**Task directions**
State how many lines of the material below contain the word "sydney". Give only the number.

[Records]
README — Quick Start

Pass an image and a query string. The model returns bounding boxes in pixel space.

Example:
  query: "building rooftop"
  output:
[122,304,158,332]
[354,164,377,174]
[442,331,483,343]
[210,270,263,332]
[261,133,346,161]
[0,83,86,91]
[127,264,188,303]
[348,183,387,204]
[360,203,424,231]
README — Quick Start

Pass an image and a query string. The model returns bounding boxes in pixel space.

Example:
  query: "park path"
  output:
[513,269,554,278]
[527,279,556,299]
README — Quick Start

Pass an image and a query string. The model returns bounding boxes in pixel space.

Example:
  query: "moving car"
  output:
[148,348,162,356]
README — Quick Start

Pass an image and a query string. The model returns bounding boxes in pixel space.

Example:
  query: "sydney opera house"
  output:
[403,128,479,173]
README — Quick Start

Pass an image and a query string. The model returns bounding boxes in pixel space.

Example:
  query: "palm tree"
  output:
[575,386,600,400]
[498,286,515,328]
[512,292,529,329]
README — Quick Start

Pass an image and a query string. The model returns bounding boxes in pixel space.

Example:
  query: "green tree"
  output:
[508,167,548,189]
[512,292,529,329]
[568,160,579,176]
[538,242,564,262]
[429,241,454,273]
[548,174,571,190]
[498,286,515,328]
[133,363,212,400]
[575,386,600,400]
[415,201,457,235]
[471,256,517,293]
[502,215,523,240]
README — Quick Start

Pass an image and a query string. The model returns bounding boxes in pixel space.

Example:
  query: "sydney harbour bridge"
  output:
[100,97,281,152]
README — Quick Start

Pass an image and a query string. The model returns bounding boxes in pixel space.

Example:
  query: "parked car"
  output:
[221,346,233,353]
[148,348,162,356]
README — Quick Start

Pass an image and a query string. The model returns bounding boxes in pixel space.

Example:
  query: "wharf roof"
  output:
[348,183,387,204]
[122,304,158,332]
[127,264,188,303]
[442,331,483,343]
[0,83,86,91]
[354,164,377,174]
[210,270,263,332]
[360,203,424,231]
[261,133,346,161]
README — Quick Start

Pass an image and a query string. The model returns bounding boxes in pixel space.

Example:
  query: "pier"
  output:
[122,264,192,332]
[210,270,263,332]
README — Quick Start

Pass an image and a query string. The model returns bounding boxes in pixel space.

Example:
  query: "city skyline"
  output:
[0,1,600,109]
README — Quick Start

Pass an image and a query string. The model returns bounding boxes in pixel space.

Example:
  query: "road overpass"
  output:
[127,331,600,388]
...
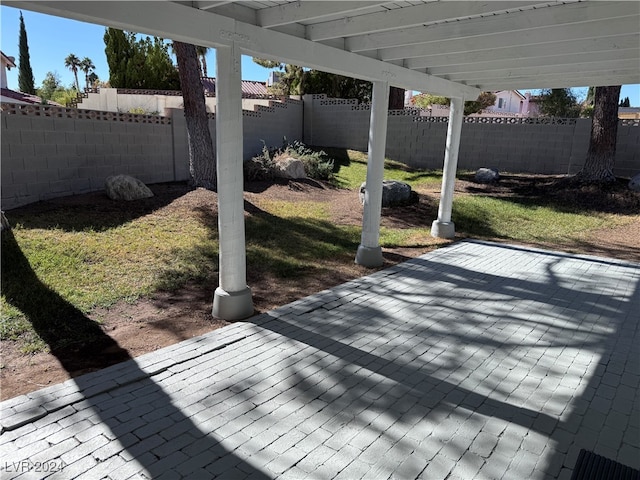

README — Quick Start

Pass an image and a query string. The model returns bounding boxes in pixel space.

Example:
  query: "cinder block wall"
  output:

**Correct result**
2